Brief:
Repeat exactly the lines from the start of the records below through the line that contains "Indicate one point for each instance of the tent", including both.

Top of Given records

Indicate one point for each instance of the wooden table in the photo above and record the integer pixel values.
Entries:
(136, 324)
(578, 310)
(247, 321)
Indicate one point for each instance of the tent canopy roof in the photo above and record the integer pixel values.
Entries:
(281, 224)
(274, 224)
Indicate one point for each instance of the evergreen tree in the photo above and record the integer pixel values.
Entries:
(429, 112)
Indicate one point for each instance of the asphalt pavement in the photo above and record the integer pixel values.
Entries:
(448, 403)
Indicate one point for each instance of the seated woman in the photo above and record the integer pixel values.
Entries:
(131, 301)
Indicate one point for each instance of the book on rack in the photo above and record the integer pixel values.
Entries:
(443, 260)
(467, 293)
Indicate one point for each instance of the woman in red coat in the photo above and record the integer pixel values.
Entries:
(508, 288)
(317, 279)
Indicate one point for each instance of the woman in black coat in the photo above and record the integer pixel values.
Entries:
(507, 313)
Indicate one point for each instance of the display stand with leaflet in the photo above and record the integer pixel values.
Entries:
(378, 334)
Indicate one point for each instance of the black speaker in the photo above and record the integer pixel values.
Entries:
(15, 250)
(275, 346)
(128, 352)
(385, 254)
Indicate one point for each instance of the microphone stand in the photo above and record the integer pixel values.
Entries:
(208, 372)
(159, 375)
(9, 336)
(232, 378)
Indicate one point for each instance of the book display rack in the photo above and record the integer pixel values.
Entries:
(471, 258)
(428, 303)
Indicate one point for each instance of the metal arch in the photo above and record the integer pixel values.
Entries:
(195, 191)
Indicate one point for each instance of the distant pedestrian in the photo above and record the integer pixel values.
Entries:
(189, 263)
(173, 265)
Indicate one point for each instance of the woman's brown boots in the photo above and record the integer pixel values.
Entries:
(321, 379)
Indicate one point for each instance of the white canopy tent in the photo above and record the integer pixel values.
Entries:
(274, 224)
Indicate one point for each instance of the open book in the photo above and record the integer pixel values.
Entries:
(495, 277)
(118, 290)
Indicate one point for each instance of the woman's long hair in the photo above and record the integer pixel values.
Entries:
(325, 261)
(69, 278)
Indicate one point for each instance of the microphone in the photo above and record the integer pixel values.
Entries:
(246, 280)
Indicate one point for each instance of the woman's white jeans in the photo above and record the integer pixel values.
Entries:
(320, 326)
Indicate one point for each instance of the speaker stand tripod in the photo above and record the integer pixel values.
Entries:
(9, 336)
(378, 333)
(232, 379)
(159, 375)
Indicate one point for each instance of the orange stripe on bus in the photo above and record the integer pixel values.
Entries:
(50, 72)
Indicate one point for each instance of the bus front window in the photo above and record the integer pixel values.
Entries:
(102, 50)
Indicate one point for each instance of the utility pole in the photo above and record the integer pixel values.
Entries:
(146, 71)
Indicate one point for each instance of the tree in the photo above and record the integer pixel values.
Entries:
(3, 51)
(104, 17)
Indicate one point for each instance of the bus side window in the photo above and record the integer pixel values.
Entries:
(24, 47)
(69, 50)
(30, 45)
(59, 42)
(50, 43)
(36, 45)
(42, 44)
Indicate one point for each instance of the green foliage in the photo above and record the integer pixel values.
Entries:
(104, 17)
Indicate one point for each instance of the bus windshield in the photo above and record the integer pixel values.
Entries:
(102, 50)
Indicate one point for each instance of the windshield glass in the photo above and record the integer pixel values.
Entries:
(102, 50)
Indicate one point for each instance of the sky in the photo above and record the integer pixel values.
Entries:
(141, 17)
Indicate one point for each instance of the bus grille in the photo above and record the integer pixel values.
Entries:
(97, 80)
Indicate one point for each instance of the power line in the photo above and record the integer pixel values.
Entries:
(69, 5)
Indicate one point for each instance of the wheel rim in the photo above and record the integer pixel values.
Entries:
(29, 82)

Bottom of Given records

Answer:
Indicate one point for each instance of the wooden table in the photo above and record the integer pixel values.
Entries:
(136, 324)
(578, 310)
(247, 321)
Indicate one point for each instance of the tent canopy roof in the photo above and record the integer pixel values.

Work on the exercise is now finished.